- SOURCE -
╔══

2. We'd also like to address three questions you may have on your mind regarding our outlook. Number one, why did Q3 turn out better than we thought on February 5? First, enrollment and retention in our core business were better than our internal forecast for the period. Number two, funding and rate realization in our core business were better than our internal forecast as well. Number three, our gross margin was 200 basis points better than we thought on February 5. The foregoing, however, was offset by revenues that were below our expectations in our other businesses.
Second question you may have, why is the implicit fourth quarter outlook somewhat below, what we thought on February 5. Some revenue we thought that would hit in Q4 was actually realized in Q3. A portion of the funding increases in our core business that were indicated some time ago, and then subsequently included in our forecast have been delayed to a future period. Although, as noted by Ron, this year has seen the realization of significant improvement in the funding environment. We see continued weakness in our Institutional business, potentially resulting in flat year-over-year performance for this group, Internal (sic) [International] and Private Pay, while growing is expected to be below our internal expectations, and additional expenses are expected in the fourth quarter associated with management changes and additions.
Third question you may have; why did we reduce the full-year revenue outlook to the lower half of our previous range? Simply, it was the factors above, particularly though the weakness in institutional and a delay in certain funding increases. However, the underlying fundamentals in the core business remained strong, specifically enrollment, retention, funding environment, and revenue capture.

Doc. Nos. 38 ¶ 152; 40-1 at 6-8.

Plaintiff relies principally on the statement that " ...the underlying fundamentals in the core business remained strong, specifically enrollment, retention, funding environment, and revenue capture." [7]

Page 722

See Doc. No. 38 ¶ 153. This statement is nothing more than a summary of FY13 year-end performance, which plaintiff does not rely on for its claims. In any event, this statement is the type of soft statement or puffery that is not actionable under the PSLRA, even were it intended as a forward-looking statement with respect to FY14. See Indiana State Dist. Council of Laborers & Hod Carriers Pension & Welfare Fund v. Omnicare, Inc., 583 F.3d 935, 943 (6th Cir. 2009) (finding that the statement that " [Defendant's] revenue and earnings growth outlook remains positive given our strong underlying fundamentals and our proven growth strategy" was not actionable, as it was a " forward-looking statement[] entitled to safe-harbor protection" ). Plaintiff asserts that numerous employees reported that K12 " lacked adequate staffing in 2013." Doc. No. 38 ¶ ¶ 76, 153. However, these allegations do not contradict any relied upon Class Period statements or show that defendants were not committed to the core business fundamentals. There is also no evidence from which the required inference of scienter could be drawn.

╚══

- AVAILABLE DATA -
╔══

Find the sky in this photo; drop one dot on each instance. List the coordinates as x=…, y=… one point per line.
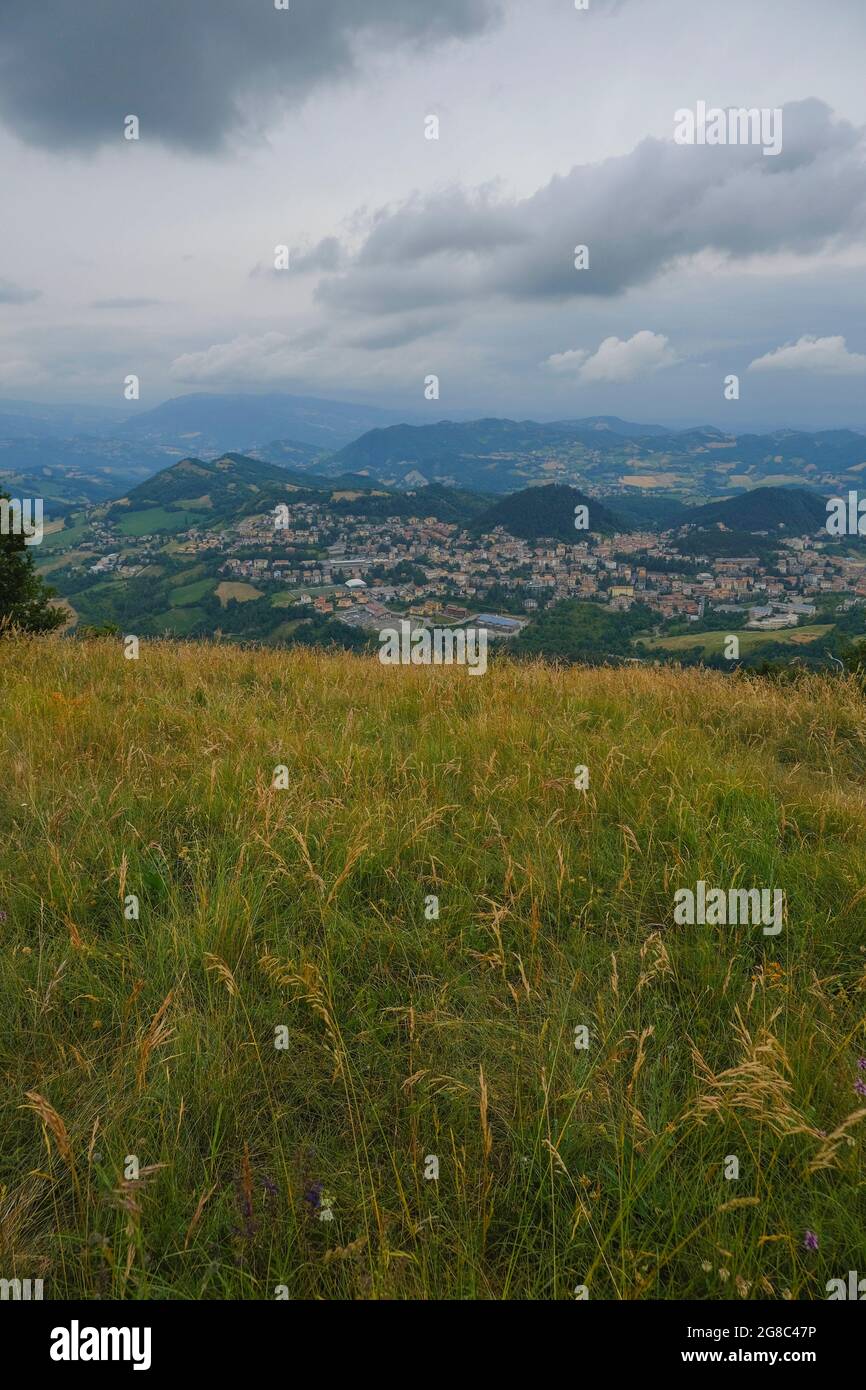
x=455, y=256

╚══

- WHAT YOU NEED TO DO -
a. Answer these questions using the court excerpt:
(i) How many basis points better than expected on February 5 was the gross margin?
(ii) Which business is described as showing continued weakness, potentially with flat year-over-year performance?
(iii) What does the court say the statement about the underlying fundamentals summarizes?
b. Output the stretch of the court excerpt from "Second question you" through "changes and additions.".
The data isn't needed for what comes next.

- ANSWERS TO THE PROBLEMS -
a.
(i) 200 basis points
(ii) The Institutional business
(iii) FY13 year-end performance

b.
Second question you may have, why is the implicit fourth quarter outlook somewhat below, what we thought on February 5. Some revenue we thought that would hit in Q4 was actually realized in Q3. A portion of the funding increases in our core business that were indicated some time ago, and then subsequently included in our forecast have been delayed to a future period. Although, as noted by Ron, this year has seen the realization of significant improvement in the funding environment. We see continued weakness in our Institutional business, potentially resulting in flat year-over-year performance for this group, Internal (sic) [International] and Private Pay, while growing is expected to be below our internal expectations, and additional expenses are expected in the fourth quarter associated with management changes and additions.